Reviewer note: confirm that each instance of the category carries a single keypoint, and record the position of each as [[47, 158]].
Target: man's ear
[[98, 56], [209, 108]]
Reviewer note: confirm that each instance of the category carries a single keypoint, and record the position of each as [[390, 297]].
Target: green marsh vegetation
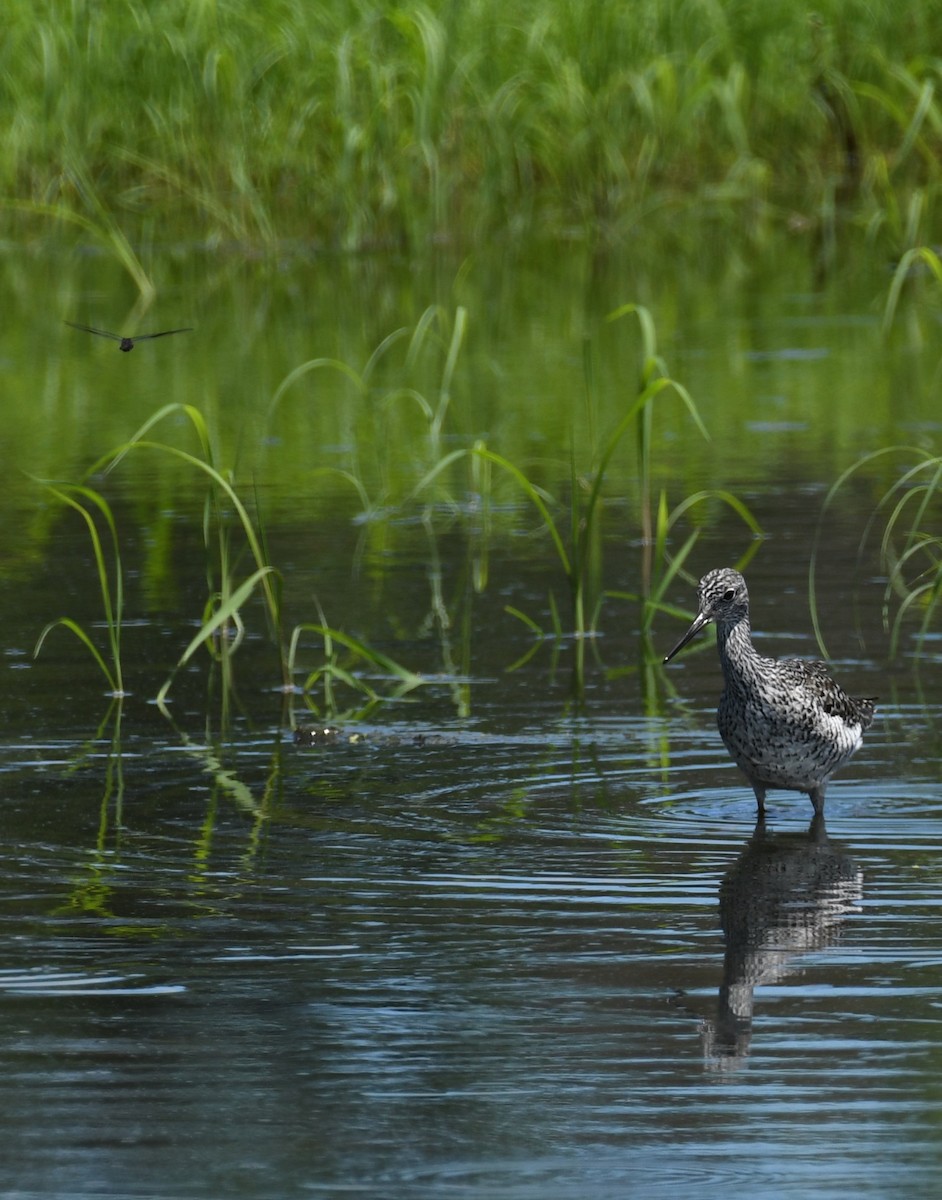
[[354, 125]]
───
Transcribe all of the rows above word for word, leaving out the pictures.

_FINAL ANSWER_
Reviewer note: confirm that each instance of the category carries a single keypoint, and record the position of each as [[47, 158]].
Target: man's ear
[[98, 56], [209, 108]]
Reviewer note: confirm that each instance of the category carries a single keypoint, and record the position of each as [[390, 297]].
Target: green marsh vegetation
[[354, 125]]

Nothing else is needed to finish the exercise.